**What needs to be done**: Copy the items below word for word, starting with the line that contains "Question. Point out every instance of the white cloud" and continuing through the final line of the items.

════

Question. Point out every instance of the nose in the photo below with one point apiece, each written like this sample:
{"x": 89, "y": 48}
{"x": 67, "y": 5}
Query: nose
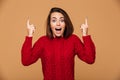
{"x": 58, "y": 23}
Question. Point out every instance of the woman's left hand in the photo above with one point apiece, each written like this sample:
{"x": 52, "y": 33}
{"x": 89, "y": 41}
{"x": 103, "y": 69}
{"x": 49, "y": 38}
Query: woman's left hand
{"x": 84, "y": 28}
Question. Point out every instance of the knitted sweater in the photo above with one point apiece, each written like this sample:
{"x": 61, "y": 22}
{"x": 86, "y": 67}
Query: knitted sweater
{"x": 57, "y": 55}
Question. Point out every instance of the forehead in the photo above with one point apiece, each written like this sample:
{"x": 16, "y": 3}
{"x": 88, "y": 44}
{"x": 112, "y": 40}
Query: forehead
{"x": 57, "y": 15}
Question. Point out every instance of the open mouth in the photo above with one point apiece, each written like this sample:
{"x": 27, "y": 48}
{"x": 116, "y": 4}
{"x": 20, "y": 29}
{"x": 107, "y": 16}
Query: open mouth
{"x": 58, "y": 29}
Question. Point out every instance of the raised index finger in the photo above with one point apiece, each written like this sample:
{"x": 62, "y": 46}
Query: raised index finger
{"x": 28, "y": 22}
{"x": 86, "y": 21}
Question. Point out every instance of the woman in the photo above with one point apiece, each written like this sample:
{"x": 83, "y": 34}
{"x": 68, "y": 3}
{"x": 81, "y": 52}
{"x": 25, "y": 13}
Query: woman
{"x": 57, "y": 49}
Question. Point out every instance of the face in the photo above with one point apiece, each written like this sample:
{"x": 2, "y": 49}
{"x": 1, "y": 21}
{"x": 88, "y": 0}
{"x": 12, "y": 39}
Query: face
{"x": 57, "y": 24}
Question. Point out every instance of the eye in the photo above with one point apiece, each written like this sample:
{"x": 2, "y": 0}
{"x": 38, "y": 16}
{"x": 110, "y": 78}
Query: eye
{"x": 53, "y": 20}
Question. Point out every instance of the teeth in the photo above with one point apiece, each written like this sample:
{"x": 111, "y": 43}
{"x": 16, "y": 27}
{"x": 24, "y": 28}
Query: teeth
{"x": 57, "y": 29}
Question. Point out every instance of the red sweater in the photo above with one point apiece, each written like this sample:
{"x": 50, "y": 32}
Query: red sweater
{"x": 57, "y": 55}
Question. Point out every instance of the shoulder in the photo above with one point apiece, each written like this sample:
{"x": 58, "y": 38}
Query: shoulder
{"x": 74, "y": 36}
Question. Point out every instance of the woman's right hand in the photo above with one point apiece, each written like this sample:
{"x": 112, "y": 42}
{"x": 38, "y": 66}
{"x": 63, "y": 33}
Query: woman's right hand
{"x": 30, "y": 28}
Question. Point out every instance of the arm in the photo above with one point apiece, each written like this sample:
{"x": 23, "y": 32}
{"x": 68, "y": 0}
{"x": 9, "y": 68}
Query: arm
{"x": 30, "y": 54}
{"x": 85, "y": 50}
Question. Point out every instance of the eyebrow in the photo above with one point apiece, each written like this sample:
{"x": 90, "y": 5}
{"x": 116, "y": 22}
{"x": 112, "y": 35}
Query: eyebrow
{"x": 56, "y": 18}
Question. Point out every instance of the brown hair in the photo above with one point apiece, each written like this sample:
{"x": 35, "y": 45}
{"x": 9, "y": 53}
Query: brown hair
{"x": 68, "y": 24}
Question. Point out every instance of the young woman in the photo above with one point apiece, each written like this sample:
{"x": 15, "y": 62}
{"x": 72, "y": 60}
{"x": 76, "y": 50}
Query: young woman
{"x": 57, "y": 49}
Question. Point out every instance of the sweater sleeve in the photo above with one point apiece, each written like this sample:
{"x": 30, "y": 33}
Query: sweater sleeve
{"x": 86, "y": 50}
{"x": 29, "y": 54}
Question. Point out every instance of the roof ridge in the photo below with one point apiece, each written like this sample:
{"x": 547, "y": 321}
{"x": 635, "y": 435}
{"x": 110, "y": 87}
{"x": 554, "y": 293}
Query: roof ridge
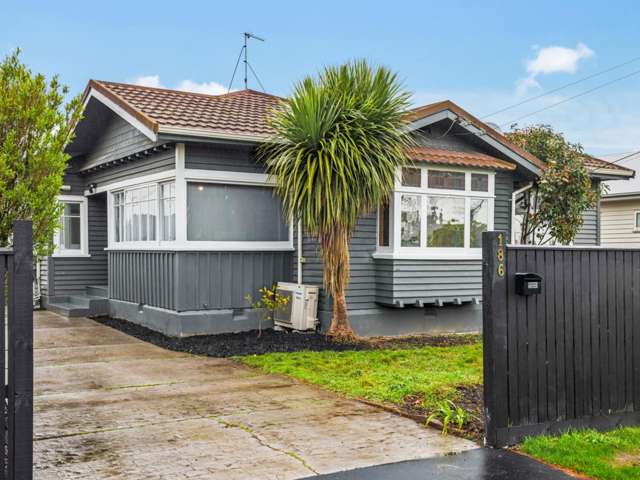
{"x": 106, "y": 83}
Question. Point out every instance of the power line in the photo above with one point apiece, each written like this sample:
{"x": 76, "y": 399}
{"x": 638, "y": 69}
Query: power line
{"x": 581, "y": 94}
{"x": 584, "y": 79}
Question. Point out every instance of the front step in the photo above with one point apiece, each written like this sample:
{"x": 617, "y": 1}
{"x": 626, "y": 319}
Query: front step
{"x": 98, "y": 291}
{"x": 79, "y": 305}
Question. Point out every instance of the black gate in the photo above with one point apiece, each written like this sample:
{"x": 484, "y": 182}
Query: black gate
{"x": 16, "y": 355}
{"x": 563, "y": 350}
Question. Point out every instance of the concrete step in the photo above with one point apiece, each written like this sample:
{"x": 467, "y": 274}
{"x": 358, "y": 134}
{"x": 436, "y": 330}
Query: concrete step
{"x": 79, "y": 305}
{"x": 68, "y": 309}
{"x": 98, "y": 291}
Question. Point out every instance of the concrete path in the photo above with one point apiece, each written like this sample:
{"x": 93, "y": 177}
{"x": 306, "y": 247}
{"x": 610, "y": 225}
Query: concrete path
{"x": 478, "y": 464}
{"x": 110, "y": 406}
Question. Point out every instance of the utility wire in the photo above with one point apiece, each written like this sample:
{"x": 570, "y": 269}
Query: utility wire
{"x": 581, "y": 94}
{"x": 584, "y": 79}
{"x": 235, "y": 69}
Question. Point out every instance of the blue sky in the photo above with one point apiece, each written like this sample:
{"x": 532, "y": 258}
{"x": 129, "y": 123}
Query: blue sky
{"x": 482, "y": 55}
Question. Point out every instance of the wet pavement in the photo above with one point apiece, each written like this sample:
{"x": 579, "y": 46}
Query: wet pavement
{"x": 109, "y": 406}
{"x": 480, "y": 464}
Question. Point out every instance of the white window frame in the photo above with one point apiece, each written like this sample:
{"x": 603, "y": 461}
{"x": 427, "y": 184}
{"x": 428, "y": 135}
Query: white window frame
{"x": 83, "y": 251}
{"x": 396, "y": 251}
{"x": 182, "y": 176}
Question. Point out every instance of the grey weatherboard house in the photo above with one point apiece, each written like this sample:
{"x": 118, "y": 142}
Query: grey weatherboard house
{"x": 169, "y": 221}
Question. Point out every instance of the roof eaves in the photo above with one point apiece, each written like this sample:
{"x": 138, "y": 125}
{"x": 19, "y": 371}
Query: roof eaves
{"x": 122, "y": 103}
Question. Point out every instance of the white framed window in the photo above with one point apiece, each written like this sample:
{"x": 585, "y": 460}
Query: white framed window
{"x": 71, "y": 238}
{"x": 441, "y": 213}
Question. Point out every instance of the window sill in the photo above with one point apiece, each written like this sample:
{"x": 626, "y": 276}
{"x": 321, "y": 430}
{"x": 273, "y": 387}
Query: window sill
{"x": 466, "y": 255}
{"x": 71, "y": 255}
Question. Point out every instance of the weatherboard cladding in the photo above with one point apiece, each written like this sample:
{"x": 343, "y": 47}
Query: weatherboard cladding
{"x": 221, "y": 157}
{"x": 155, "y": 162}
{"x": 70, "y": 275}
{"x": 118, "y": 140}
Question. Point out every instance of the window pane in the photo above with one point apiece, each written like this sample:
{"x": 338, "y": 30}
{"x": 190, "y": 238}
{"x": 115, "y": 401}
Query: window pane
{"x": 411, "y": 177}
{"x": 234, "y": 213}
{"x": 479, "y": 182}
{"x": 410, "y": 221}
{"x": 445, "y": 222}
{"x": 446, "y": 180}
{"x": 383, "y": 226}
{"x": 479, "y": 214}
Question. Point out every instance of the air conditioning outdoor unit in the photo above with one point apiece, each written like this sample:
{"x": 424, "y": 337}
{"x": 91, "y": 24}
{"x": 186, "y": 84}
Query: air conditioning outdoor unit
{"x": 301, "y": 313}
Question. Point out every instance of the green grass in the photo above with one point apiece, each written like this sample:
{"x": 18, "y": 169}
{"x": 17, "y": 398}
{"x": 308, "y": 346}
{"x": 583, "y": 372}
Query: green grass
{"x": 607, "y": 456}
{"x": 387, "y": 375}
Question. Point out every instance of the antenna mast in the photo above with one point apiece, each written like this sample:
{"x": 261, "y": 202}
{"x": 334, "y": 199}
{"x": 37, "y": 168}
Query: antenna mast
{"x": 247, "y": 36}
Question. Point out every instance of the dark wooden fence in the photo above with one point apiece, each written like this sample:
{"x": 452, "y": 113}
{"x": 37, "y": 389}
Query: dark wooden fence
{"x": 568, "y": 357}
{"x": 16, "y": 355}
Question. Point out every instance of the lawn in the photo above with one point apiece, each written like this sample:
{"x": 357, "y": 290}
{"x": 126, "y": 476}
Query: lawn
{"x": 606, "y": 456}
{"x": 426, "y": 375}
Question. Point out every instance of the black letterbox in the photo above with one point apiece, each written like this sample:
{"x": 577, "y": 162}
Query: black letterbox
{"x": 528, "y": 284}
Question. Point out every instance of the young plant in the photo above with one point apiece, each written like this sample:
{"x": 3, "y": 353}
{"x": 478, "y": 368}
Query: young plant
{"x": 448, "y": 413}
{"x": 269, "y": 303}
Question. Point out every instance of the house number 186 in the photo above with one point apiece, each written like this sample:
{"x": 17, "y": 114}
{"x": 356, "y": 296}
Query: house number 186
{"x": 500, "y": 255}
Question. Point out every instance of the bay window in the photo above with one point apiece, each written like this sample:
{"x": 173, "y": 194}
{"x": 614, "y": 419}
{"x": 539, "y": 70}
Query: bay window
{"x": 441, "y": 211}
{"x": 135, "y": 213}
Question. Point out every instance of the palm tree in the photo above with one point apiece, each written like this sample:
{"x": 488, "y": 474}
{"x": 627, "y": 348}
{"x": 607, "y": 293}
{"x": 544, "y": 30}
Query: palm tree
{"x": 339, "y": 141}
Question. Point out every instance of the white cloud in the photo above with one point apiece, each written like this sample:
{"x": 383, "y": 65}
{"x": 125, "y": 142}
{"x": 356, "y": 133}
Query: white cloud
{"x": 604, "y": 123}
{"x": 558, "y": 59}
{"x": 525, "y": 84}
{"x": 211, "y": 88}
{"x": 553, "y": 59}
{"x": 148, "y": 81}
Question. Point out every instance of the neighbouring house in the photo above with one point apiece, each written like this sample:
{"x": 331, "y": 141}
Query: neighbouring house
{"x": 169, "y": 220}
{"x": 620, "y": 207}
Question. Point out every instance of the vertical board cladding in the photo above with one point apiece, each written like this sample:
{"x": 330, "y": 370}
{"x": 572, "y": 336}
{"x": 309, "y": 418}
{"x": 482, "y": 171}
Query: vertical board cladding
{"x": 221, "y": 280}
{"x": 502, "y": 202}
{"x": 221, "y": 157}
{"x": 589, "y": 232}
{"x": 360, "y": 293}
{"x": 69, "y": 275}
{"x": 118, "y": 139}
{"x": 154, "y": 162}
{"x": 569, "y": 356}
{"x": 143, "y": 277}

════

**Reply to the task**:
Question. Point out every instance of the white cloud in the photo above with one point apiece, each written like this sample:
{"x": 383, "y": 65}
{"x": 125, "y": 142}
{"x": 356, "y": 133}
Query: white cloud
{"x": 604, "y": 123}
{"x": 558, "y": 59}
{"x": 525, "y": 84}
{"x": 211, "y": 88}
{"x": 553, "y": 59}
{"x": 148, "y": 81}
Question. Point out every instance of the neighbouring house in the photo above with one point apiece, each written like this sample:
{"x": 331, "y": 141}
Query: neighbouring house
{"x": 169, "y": 220}
{"x": 620, "y": 207}
Question. Point out every instance of the vertical board cladding in the photo above with one point apiece, each written like this sample:
{"x": 330, "y": 370}
{"x": 572, "y": 336}
{"x": 309, "y": 418}
{"x": 482, "y": 171}
Query: vertical board cladding
{"x": 221, "y": 280}
{"x": 502, "y": 202}
{"x": 221, "y": 157}
{"x": 589, "y": 232}
{"x": 360, "y": 293}
{"x": 69, "y": 275}
{"x": 118, "y": 139}
{"x": 154, "y": 162}
{"x": 569, "y": 356}
{"x": 143, "y": 277}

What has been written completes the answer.